■ **The task**:
Retype the entries. Match them exactly.

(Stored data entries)
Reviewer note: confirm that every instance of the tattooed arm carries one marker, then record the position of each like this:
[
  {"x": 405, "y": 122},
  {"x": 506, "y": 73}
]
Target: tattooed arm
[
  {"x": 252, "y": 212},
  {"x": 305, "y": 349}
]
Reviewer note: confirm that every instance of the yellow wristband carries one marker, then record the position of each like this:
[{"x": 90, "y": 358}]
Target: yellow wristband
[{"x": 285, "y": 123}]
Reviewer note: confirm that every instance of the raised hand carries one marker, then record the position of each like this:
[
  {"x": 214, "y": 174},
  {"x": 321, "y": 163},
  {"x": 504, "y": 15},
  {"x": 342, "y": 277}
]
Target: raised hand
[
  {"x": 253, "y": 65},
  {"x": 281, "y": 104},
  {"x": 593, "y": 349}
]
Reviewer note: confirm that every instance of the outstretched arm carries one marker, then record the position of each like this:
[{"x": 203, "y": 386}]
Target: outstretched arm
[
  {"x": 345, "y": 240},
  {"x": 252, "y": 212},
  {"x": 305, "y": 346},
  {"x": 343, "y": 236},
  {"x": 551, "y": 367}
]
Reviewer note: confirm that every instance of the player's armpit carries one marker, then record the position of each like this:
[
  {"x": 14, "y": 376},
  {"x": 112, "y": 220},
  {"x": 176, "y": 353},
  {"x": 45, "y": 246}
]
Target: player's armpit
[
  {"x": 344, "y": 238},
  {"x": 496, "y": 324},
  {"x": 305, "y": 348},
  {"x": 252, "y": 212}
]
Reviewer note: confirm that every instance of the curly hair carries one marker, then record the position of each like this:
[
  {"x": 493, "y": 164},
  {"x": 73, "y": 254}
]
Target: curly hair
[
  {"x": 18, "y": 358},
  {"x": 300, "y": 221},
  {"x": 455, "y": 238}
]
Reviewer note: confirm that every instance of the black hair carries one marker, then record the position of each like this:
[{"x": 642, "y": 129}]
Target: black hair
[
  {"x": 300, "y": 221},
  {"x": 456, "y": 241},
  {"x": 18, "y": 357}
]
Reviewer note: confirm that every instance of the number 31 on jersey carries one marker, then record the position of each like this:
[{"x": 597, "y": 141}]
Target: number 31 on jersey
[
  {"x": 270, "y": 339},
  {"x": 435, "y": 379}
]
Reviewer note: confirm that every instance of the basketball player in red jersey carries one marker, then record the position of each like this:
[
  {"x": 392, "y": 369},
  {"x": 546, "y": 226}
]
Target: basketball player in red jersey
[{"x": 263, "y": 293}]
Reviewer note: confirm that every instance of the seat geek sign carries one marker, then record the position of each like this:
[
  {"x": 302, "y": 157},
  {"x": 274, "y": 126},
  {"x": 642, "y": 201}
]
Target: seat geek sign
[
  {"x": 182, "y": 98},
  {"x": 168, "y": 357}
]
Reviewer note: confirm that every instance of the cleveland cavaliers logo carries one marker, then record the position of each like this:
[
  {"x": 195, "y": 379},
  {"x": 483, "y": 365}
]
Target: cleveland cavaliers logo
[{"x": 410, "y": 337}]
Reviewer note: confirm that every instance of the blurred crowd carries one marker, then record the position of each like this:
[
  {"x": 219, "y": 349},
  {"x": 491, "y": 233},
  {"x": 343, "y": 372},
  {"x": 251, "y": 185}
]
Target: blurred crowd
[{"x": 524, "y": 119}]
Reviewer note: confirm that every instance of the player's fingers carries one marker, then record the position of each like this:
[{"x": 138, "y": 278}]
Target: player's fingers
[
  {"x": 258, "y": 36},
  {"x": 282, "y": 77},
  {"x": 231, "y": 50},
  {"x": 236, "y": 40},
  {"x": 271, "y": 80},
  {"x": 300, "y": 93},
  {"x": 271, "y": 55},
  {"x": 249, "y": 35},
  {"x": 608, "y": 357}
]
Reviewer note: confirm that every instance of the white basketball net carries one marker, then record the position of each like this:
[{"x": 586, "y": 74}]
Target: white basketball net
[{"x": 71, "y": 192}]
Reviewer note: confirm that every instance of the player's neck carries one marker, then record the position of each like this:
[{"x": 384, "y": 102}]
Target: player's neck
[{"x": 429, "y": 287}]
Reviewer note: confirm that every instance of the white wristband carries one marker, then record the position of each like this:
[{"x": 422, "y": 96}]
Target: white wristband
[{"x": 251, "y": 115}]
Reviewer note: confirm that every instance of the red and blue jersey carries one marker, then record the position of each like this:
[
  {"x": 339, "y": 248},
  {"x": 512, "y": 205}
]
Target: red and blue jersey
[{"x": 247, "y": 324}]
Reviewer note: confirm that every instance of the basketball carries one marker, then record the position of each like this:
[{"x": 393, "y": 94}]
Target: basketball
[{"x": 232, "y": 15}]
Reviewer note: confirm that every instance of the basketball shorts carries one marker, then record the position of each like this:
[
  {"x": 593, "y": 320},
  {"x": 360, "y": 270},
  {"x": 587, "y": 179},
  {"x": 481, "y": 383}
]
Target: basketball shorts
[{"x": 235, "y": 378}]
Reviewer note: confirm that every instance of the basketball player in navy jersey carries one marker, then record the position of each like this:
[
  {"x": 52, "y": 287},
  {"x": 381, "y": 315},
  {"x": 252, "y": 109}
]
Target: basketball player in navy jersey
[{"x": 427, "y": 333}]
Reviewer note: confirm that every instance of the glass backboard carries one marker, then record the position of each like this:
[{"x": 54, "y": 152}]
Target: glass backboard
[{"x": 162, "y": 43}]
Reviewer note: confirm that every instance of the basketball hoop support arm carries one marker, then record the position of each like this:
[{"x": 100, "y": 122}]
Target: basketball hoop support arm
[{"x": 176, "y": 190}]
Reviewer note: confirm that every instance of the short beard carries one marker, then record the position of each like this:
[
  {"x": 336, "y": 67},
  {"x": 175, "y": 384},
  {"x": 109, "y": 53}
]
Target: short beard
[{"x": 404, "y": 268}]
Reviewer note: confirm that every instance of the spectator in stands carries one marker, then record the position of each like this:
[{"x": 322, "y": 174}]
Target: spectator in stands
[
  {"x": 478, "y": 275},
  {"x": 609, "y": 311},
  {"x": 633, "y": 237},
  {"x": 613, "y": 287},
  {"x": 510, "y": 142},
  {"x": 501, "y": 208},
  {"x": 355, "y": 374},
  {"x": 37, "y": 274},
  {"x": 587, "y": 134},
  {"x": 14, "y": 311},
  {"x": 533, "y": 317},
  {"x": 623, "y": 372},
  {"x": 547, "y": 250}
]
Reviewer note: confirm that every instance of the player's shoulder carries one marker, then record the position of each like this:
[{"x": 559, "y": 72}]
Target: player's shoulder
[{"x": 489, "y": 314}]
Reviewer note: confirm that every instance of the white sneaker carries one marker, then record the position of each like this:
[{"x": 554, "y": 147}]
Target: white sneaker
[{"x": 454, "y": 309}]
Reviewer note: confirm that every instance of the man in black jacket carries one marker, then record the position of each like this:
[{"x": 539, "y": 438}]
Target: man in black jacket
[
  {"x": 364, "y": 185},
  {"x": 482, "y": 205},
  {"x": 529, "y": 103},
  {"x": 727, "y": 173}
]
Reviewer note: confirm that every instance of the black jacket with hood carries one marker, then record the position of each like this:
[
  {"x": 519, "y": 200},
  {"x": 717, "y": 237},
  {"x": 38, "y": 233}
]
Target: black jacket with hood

■ **Exercise response**:
Reviewer note: confirm that every instance of the tattooed arm carries one marker, then record the position of each like this:
[
  {"x": 405, "y": 122},
  {"x": 506, "y": 73}
]
Target: tattooed arm
[
  {"x": 252, "y": 212},
  {"x": 305, "y": 349}
]
Reviewer note: confirm that every instance of the yellow wristband carries one marker, then record the position of each like this:
[{"x": 90, "y": 358}]
Target: yellow wristband
[{"x": 285, "y": 123}]
Reviewer note: confirm that every instance of the raised hand carries one marker, then record the position of each like this:
[
  {"x": 214, "y": 174},
  {"x": 321, "y": 163},
  {"x": 504, "y": 15},
  {"x": 342, "y": 277}
]
Target: raised hand
[
  {"x": 253, "y": 65},
  {"x": 281, "y": 104},
  {"x": 593, "y": 349}
]
Reviewer note: confirm that every instance of the outstretched arm carries one marker, then record the position of each like this:
[{"x": 203, "y": 386}]
Target: outstretched arm
[
  {"x": 345, "y": 240},
  {"x": 252, "y": 212},
  {"x": 305, "y": 346},
  {"x": 343, "y": 236},
  {"x": 551, "y": 367}
]
Reviewer note: confirm that every instance of the player's armpit carries one marker, then record the position of each like this:
[
  {"x": 14, "y": 376},
  {"x": 112, "y": 220},
  {"x": 176, "y": 353},
  {"x": 45, "y": 246}
]
Target: player's armpit
[
  {"x": 344, "y": 238},
  {"x": 496, "y": 324},
  {"x": 305, "y": 348},
  {"x": 252, "y": 212}
]
Reviewer note: confirm that every instance of the curly hair carries one marker, then record the position of each like this:
[
  {"x": 493, "y": 164},
  {"x": 73, "y": 254}
]
Target: curly hair
[
  {"x": 18, "y": 358},
  {"x": 300, "y": 221},
  {"x": 455, "y": 238}
]
Reviewer note: confirm that every instance of the black hair carries one marker, then record the position of each like this:
[{"x": 642, "y": 129}]
Target: black hair
[
  {"x": 300, "y": 221},
  {"x": 456, "y": 241},
  {"x": 18, "y": 357}
]
Reviewer note: confirm that every instance of the number 31 on jersey carries one marker, then record the position of each like this:
[{"x": 597, "y": 141}]
Target: number 31 on jersey
[
  {"x": 270, "y": 339},
  {"x": 435, "y": 379}
]
Reviewer note: confirm that every instance of the basketball player in red jersey carries one marker, then record the position of each like this:
[
  {"x": 392, "y": 369},
  {"x": 546, "y": 226}
]
Target: basketball player in red jersey
[{"x": 263, "y": 293}]
Reviewer note: confirm that every instance of the seat geek sign carries one marker, then record the position of each like this:
[
  {"x": 302, "y": 157},
  {"x": 274, "y": 126},
  {"x": 642, "y": 201}
]
Target: seat geek sign
[
  {"x": 182, "y": 98},
  {"x": 168, "y": 357}
]
Reviewer note: confirm that every instance of the cleveland cavaliers logo carries one marker, then record the position of each like this:
[
  {"x": 195, "y": 379},
  {"x": 483, "y": 365}
]
Target: cleveland cavaliers logo
[{"x": 410, "y": 337}]
Reviewer note: confirm that every instance of the blurred crowd carries one marker, then record the position of each like this:
[
  {"x": 219, "y": 349},
  {"x": 491, "y": 233},
  {"x": 343, "y": 372},
  {"x": 251, "y": 185}
]
Target: blurred crowd
[{"x": 524, "y": 119}]
Reviewer note: confirm that every instance of the player's fingers carries one marker, then record the position of each like this:
[{"x": 138, "y": 278}]
Target: player's fingers
[
  {"x": 258, "y": 36},
  {"x": 282, "y": 77},
  {"x": 231, "y": 50},
  {"x": 236, "y": 40},
  {"x": 271, "y": 80},
  {"x": 300, "y": 93},
  {"x": 271, "y": 55},
  {"x": 249, "y": 35},
  {"x": 608, "y": 357}
]
Reviewer note: confirm that every instance of the white basketball net carries one marker, then record the position of each like this:
[{"x": 586, "y": 74}]
Target: white basketball net
[{"x": 71, "y": 192}]
Reviewer note: confirm that every instance of the player's neck carries one marker, then record the position of each like this:
[{"x": 384, "y": 102}]
Target: player's neck
[{"x": 429, "y": 287}]
Reviewer note: confirm that every instance of the white wristband carries one marker, then record the position of each like this:
[{"x": 422, "y": 96}]
Target: white wristband
[{"x": 251, "y": 115}]
Reviewer note: confirm that every instance of the red and blue jersey carries one marker, then record the position of each like this:
[
  {"x": 339, "y": 248},
  {"x": 512, "y": 205}
]
Target: red and blue jersey
[{"x": 247, "y": 324}]
Reviewer note: confirm that every instance of the basketball carries one marker, then record the position of each like this:
[{"x": 393, "y": 94}]
Target: basketball
[{"x": 232, "y": 15}]
Reviewer note: confirm that every instance of the basketball shorts carries one marker, then record the position of each like this:
[
  {"x": 593, "y": 320},
  {"x": 360, "y": 270},
  {"x": 587, "y": 179},
  {"x": 481, "y": 383}
]
Target: basketball shorts
[{"x": 235, "y": 378}]
Reviewer note: confirm that every instance of the basketball player in navy jersey carries one marker, then record the position of each like this:
[
  {"x": 52, "y": 287},
  {"x": 381, "y": 315},
  {"x": 252, "y": 109}
]
Target: basketball player in navy jersey
[{"x": 427, "y": 333}]
Reviewer note: confirm that every instance of the glass backboard carries one marker, then record the position of each like this:
[{"x": 54, "y": 152}]
Target: glass backboard
[{"x": 162, "y": 43}]
Reviewer note: confirm that every instance of the basketball hoop support arm carries one marker, then record the position of each like this:
[{"x": 100, "y": 122}]
Target: basketball hoop support arm
[{"x": 176, "y": 190}]
Reviewer note: confirm that every instance of the short beard carries one marker, then record the position of each like this:
[
  {"x": 336, "y": 67},
  {"x": 175, "y": 384},
  {"x": 109, "y": 53}
]
Target: short beard
[{"x": 404, "y": 268}]
Reviewer note: confirm that every instance of the spectator in stands carries one marker, then record the position of each like this:
[{"x": 322, "y": 174}]
Target: spectator in stands
[
  {"x": 478, "y": 275},
  {"x": 609, "y": 311},
  {"x": 633, "y": 237},
  {"x": 613, "y": 287},
  {"x": 510, "y": 142},
  {"x": 501, "y": 208},
  {"x": 355, "y": 374},
  {"x": 37, "y": 274},
  {"x": 587, "y": 134},
  {"x": 14, "y": 311},
  {"x": 533, "y": 317},
  {"x": 623, "y": 372},
  {"x": 547, "y": 250}
]
Reviewer note: confirm that every instance of the player's shoulder carries one marker, then record the position of each like this:
[{"x": 559, "y": 72}]
Target: player's shoulder
[{"x": 489, "y": 314}]
Reviewer note: confirm that every instance of the white sneaker carries one marker, then record the position of each like this:
[{"x": 554, "y": 147}]
Target: white sneaker
[{"x": 454, "y": 309}]
Reviewer note: confirm that every instance of the man in black jacket carries one marker, then record the position of each like this:
[{"x": 539, "y": 438}]
Target: man in black jacket
[
  {"x": 364, "y": 185},
  {"x": 482, "y": 205},
  {"x": 529, "y": 103},
  {"x": 727, "y": 173}
]
Reviewer note: confirm that every instance of the black jacket with hood carries one marker, then record the position of each like this:
[
  {"x": 519, "y": 200},
  {"x": 717, "y": 237},
  {"x": 38, "y": 233}
]
Target: black jacket with hood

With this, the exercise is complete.